SOURCE DATA:
=====
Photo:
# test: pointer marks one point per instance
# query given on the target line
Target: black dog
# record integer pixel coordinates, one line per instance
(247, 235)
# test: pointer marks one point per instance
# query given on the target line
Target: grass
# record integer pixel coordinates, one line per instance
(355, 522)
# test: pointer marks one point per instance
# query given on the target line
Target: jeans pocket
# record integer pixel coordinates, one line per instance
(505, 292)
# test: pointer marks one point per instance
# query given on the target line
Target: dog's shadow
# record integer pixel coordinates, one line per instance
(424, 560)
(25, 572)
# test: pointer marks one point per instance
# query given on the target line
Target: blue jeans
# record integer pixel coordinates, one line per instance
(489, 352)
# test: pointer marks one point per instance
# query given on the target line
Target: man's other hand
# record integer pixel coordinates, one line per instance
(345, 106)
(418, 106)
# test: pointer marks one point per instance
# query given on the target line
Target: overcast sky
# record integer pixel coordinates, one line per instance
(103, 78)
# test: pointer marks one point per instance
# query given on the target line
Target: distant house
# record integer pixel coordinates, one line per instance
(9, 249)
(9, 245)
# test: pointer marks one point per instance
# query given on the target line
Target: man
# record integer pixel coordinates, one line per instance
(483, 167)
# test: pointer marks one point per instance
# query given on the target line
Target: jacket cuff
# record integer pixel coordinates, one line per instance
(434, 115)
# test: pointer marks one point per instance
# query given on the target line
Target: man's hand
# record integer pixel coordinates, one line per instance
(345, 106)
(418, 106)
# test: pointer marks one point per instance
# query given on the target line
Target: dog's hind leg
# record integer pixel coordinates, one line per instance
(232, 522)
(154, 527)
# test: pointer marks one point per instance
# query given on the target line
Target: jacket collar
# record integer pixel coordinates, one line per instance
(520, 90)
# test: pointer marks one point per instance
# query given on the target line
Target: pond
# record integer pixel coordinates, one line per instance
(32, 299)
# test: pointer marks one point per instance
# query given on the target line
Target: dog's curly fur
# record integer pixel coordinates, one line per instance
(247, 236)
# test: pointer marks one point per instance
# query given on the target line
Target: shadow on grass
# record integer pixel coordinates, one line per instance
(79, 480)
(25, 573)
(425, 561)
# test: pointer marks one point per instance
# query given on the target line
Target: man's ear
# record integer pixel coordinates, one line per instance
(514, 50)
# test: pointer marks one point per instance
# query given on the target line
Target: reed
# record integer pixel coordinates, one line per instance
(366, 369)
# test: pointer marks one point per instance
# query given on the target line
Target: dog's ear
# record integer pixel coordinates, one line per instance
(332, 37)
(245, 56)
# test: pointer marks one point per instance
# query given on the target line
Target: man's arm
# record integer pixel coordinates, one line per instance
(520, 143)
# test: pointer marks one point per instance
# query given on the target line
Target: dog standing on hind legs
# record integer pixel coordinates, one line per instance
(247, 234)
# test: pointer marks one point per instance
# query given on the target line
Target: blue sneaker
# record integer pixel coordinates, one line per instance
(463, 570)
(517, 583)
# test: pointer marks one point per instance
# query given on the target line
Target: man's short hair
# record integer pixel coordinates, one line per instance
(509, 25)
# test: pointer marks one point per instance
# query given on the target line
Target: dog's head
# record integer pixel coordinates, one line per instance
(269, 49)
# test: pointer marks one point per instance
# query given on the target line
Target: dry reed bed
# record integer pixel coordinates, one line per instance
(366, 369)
=====
YOUR INSTRUCTIONS:
Transcribe the whole listing with nothing added or left out.

CORRECT ANSWER:
Photo:
# test: pointer marks one point per instance
# query given on the target line
Target: black dog
# record integer pixel coordinates, one line per instance
(247, 235)
# test: pointer marks one point per instance
# query given on the target line
Target: grass
# record integer pixel coordinates, one line per instance
(355, 522)
# test: pointer marks one point per instance
# query given on the target line
Target: jeans pocket
# record integer pixel coordinates, one line per instance
(505, 292)
# test: pointer marks one point per instance
# query given on the target line
Target: dog's shadow
# record integer pixel coordinates, one line per instance
(424, 560)
(25, 572)
# test: pointer marks one point per instance
# query given on the target line
Target: blue jeans
# record integer pixel coordinates, one line per instance
(489, 352)
# test: pointer marks one point per instance
# query given on the target line
Target: man's other hand
# record integer pixel coordinates, one line per instance
(345, 106)
(418, 106)
# test: pointer marks one point per instance
# query given on the target line
Target: overcast sky
# record integer pixel coordinates, one line per instance
(103, 78)
# test: pointer marks one point per instance
# query given on the target line
Target: distant house
# record integer pixel coordinates, one line per instance
(9, 249)
(9, 245)
# test: pointer marks one point per instance
# query given on the target line
Target: man
# record integer pixel coordinates, one line per instance
(483, 167)
# test: pointer marks one point per instance
# query given on the target line
Target: jacket cuff
# record integer pixel coordinates, one line per instance
(434, 115)
# test: pointer marks one point per instance
# query given on the target line
Target: man's hand
# record integer pixel coordinates, one line per instance
(345, 106)
(418, 106)
# test: pointer marks one point per instance
# query given on the target line
Target: dog's hind leg
# record integer pixel coordinates, one line per instance
(232, 522)
(154, 527)
# test: pointer marks one point per instance
# query given on the target line
Target: jacket collar
# record integer pixel coordinates, one line per instance
(520, 90)
# test: pointer marks one point per instance
# query given on the target line
Target: pond
# record integer pixel coordinates, one line per instance
(32, 299)
# test: pointer marks one point per instance
# query given on the target line
Target: dog's curly fur
# record integer pixel coordinates, one line per instance
(247, 236)
# test: pointer marks one point per instance
# query given on the target line
Target: shadow on grass
# record integer pixel coordinates, one line per instance
(79, 480)
(25, 573)
(425, 561)
# test: pointer marks one point per instance
# query given on the target line
Target: man's ear
# record integer pixel coordinates, one line per instance
(514, 50)
# test: pointer marks one point per instance
# query given on the target line
Target: reed
# record integer pixel coordinates, one line per instance
(366, 369)
# test: pointer marks one point per instance
# query given on the target line
Target: dog's ear
# record integer pixel coordinates, one line per instance
(332, 37)
(245, 56)
# test: pointer marks one point per instance
# query given on the target line
Target: man's arm
# record integer pixel coordinates, one line per instance
(520, 143)
# test: pointer marks one point per instance
# query given on the target line
Target: dog standing on hind legs
# record integer pixel coordinates, one line per instance
(247, 234)
# test: pointer marks one point per instance
# query given on the target line
Target: blue sneaker
# record integer pixel coordinates, one line per instance
(463, 570)
(517, 583)
# test: pointer marks one point per instance
# query given on the target line
Target: man's short hair
# record integer pixel coordinates, one line per instance
(509, 25)
# test: pointer marks one point per instance
# query given on the target line
Target: dog's head
# record integer pixel coordinates, one line per instance
(269, 49)
# test: pointer marks one point per instance
# query given on the target line
Target: dry reed bed
# record integer pixel coordinates, one line per instance
(366, 369)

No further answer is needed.